======== Extracted records ========

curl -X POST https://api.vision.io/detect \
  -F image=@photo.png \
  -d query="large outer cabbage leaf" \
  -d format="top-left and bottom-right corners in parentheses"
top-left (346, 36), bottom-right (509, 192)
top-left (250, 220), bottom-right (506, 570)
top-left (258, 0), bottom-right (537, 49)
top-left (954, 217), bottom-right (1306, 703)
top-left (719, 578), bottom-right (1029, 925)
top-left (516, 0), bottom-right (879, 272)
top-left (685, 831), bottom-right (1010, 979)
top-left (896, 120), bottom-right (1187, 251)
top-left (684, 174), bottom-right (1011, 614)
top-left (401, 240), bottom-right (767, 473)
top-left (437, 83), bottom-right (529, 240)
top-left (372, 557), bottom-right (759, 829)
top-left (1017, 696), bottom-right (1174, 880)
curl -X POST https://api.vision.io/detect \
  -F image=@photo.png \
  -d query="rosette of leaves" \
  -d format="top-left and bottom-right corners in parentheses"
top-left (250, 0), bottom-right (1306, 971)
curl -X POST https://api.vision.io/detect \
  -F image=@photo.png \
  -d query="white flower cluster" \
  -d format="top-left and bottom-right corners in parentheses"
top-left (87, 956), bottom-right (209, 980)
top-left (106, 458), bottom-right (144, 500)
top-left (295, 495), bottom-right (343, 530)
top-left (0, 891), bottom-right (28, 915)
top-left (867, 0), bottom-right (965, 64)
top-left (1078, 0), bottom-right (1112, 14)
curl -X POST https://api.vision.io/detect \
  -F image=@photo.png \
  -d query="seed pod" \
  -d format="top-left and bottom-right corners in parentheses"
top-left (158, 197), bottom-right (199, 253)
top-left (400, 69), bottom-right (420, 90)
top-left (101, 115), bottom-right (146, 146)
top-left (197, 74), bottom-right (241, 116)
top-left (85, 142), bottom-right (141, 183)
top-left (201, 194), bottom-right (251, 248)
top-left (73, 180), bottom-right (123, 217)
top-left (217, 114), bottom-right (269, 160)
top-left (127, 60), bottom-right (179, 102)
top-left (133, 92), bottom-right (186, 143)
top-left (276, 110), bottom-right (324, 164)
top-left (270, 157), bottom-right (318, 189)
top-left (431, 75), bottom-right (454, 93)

========

- _The problem_:
Nothing but an exact reproduction of the entries is wanted.

- _Response_:
curl -X POST https://api.vision.io/detect \
  -F image=@photo.png \
  -d query="large outer cabbage leaf" \
  -d format="top-left and bottom-right corners in parentheses"
top-left (346, 36), bottom-right (509, 192)
top-left (250, 220), bottom-right (506, 570)
top-left (258, 0), bottom-right (537, 49)
top-left (954, 217), bottom-right (1306, 703)
top-left (719, 578), bottom-right (1029, 925)
top-left (516, 0), bottom-right (879, 272)
top-left (685, 831), bottom-right (1010, 979)
top-left (896, 120), bottom-right (1187, 251)
top-left (684, 174), bottom-right (1011, 614)
top-left (401, 240), bottom-right (767, 473)
top-left (437, 83), bottom-right (529, 240)
top-left (372, 557), bottom-right (759, 829)
top-left (1017, 696), bottom-right (1174, 880)
curl -X POST https://api.vision.io/detect \
  -F image=@photo.png \
  -d query="rosette of leaves" \
  -d format="top-left and bottom-right corners in parentheses"
top-left (250, 0), bottom-right (1306, 971)
curl -X POST https://api.vision.io/detect \
  -F image=@photo.png \
  -d query="white flower cluster" \
  -d format="top-left and bottom-right corners in parentheses"
top-left (87, 956), bottom-right (209, 980)
top-left (106, 458), bottom-right (144, 500)
top-left (295, 495), bottom-right (343, 530)
top-left (0, 891), bottom-right (28, 915)
top-left (867, 0), bottom-right (965, 64)
top-left (1078, 0), bottom-right (1112, 14)
curl -X POST https://api.vision.io/detect \
  -F image=@photo.png \
  -d query="seed pod" \
  -d format="top-left and bottom-right corners in parentheses"
top-left (158, 197), bottom-right (199, 253)
top-left (400, 69), bottom-right (420, 90)
top-left (101, 115), bottom-right (146, 146)
top-left (197, 74), bottom-right (241, 116)
top-left (85, 142), bottom-right (141, 183)
top-left (201, 194), bottom-right (251, 248)
top-left (73, 180), bottom-right (123, 217)
top-left (217, 114), bottom-right (269, 160)
top-left (127, 60), bottom-right (179, 102)
top-left (133, 92), bottom-right (186, 143)
top-left (276, 110), bottom-right (324, 164)
top-left (270, 157), bottom-right (318, 189)
top-left (431, 75), bottom-right (454, 93)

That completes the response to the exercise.